* [EXERCISE DIRECTIONS]:
Please answer these questions using the Laboratory Investigation summaries below.
1. Within how many hours after cisplatin exposure did sensitive cell lines or PDOs show enhanced c-Jun phosphorylation?
2. How many matched patients were compared in the neoadjuvant setting?
3. How many head and neck squamous carcinomas supplied the FFPE tissue sections?

(Beginning of DOCUMENT EXTRACT)

Laboratory Investigation

c-Jun induction predicts delayed DNA repair in cisplatin-treated cells

The search for functional, predictive biomarkers for cancer therapy is challenging despite advances in sequencing technology and large-scale drug screenings across hundreds of cell lines. Tsukamoto et al. studied sensitivity-specific change in the phosphorylation state of signaling molecules and developed a method for predicting responses to cisplatin in patient-derived tumor organoids (PDOs). Across a panel of biomarkers, they observed that cisplatin-sensitive cell lines or PDOs showed enhanced phosphorylation of c-Jun (p-c-Jun) within 24 hours after cisplatin exposure. In comparisons of responses to cisplatin in a neoadjuvant setting (docetaxel/cisplatin/5-fluorouracil) in six matched patients, c-Jun induction was shown to be downstream of tumor necrosis factor signaling induced by the cisplatin and predictive of delayed DNA repair in cisplatin-treated cells. Following confirmation in a larger cohort, enhanced c-Jun phosphorylation in response to cisplatin might be a predictive biomarker of cisplatin efficacy.

Coupling of MALDI-MSI, WES, and RNA-seq from FFPE sections

Kreutzer et al. performed simultaneous matrix-assisted laser desorption ionization mass spectrometry imaging (MALDI-MSI), whole-exome sequencing (WES), and RNA sequencing from the same formalin-fixed paraffin-embedded (FFPE) tissue sections. Genomic DNA and total RNA were extracted from untreated, hematoxylin-eosin-stained and MALDI-MSI-analyzed FFPE tissue sections from three head and neck squamous carcinomas. Across the platforms the data met the accepted quality criteria. The team validated their data sets and demonstrated that tumor mutational burden was in the same range for tissues from the same patient with overlapping mutational signatures. The group propose that their data show that simultaneous molecular profiling of MALDI-MSI-processed FFPE tissue samples, even at transcriptome and exome levels, is feasible and reliable. This supports the search for novel biomarkers and other targets for diagnostics and therapeutics.

(End of DOCUMENT EXTRACT)
(Beginning of ENTRIES SHOWN)

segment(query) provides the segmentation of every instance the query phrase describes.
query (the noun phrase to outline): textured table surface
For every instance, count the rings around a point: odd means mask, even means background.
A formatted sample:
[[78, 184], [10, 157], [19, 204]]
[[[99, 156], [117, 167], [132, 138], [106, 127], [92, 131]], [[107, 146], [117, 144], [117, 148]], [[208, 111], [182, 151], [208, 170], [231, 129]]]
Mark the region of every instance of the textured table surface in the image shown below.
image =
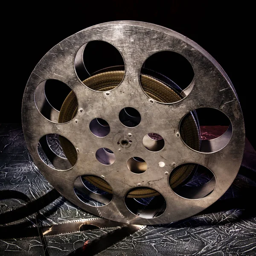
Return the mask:
[[[210, 207], [177, 222], [143, 226], [121, 241], [116, 235], [116, 241], [107, 249], [87, 254], [88, 244], [98, 239], [105, 243], [120, 228], [43, 235], [42, 227], [96, 216], [60, 196], [41, 174], [20, 125], [0, 125], [0, 255], [256, 255], [256, 161], [255, 151], [247, 141], [237, 177]], [[30, 206], [20, 208], [27, 204]], [[33, 227], [38, 235], [29, 237], [27, 231]]]

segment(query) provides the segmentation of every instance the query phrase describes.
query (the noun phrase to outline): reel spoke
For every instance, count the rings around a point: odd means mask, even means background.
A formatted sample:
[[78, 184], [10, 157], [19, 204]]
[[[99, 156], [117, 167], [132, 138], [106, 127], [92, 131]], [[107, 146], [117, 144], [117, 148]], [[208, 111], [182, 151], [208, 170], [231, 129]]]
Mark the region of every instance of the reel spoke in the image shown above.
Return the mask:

(End of ENTRIES SHOWN)

* [TASK RESPONSE]:
1. Within 24 hours.
2. Six.
3. Three.